Reproduce the records word for word, starting at their first line and ending at the line that contains "85], [189, 45]]", with both of those lines included.
^^^^^^^^
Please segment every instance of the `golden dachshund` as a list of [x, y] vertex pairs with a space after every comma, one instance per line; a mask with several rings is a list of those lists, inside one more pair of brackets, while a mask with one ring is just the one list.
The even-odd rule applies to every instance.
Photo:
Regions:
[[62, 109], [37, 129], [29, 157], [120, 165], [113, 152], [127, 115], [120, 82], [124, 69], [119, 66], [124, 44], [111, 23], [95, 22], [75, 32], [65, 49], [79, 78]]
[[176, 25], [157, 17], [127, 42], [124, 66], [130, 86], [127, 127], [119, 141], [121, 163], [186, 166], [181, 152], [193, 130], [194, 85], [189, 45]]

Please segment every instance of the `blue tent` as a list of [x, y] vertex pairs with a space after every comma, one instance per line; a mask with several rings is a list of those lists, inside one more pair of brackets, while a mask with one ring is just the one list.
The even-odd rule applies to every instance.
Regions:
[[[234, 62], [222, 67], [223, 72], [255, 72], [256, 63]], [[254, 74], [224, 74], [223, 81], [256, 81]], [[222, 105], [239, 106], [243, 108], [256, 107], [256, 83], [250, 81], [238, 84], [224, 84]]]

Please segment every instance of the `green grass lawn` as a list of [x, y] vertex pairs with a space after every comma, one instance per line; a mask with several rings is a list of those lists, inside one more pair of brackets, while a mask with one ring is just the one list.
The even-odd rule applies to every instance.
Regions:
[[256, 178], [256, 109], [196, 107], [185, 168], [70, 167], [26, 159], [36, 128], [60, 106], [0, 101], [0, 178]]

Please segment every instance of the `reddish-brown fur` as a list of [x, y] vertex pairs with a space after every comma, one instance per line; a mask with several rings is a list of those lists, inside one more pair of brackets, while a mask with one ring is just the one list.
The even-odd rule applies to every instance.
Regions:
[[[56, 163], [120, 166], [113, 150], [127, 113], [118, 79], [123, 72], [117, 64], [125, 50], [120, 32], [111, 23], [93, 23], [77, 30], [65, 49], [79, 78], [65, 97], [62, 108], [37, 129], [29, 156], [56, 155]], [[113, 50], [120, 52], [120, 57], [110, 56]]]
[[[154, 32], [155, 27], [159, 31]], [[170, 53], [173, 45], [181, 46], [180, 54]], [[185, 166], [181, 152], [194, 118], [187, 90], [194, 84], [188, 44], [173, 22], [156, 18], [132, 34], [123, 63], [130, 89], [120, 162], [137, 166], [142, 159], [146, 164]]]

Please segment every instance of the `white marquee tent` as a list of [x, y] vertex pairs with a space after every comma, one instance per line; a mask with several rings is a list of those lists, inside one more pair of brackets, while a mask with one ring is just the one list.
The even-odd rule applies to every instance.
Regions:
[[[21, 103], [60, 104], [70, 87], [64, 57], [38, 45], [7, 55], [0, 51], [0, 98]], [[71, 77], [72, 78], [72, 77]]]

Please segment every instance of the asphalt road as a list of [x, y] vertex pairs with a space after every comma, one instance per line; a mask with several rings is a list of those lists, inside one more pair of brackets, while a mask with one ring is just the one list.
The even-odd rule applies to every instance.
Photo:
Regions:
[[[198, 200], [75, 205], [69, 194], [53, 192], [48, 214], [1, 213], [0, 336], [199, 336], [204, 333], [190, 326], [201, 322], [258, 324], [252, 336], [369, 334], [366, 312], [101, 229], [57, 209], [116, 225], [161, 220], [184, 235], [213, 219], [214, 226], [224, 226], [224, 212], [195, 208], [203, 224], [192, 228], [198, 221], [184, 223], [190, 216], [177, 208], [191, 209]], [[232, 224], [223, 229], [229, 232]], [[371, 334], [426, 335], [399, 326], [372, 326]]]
^^^^^^^^
• Response below:
Please segment every instance of the `golden dachshund` as a list of [x, y] vertex pairs with a space after every comma, one instance per line; a mask with several rings is a list of those lists, inside one more pair of brackets, while a mask with one ring is just the one list.
The even-odd rule applies to every instance.
Photo:
Regions:
[[62, 109], [37, 129], [29, 157], [120, 165], [113, 152], [127, 115], [120, 82], [124, 69], [119, 66], [124, 44], [111, 23], [95, 22], [75, 32], [65, 49], [79, 78]]
[[176, 25], [157, 17], [127, 42], [124, 66], [130, 86], [127, 127], [119, 141], [121, 163], [186, 166], [181, 152], [193, 130], [194, 85], [189, 45]]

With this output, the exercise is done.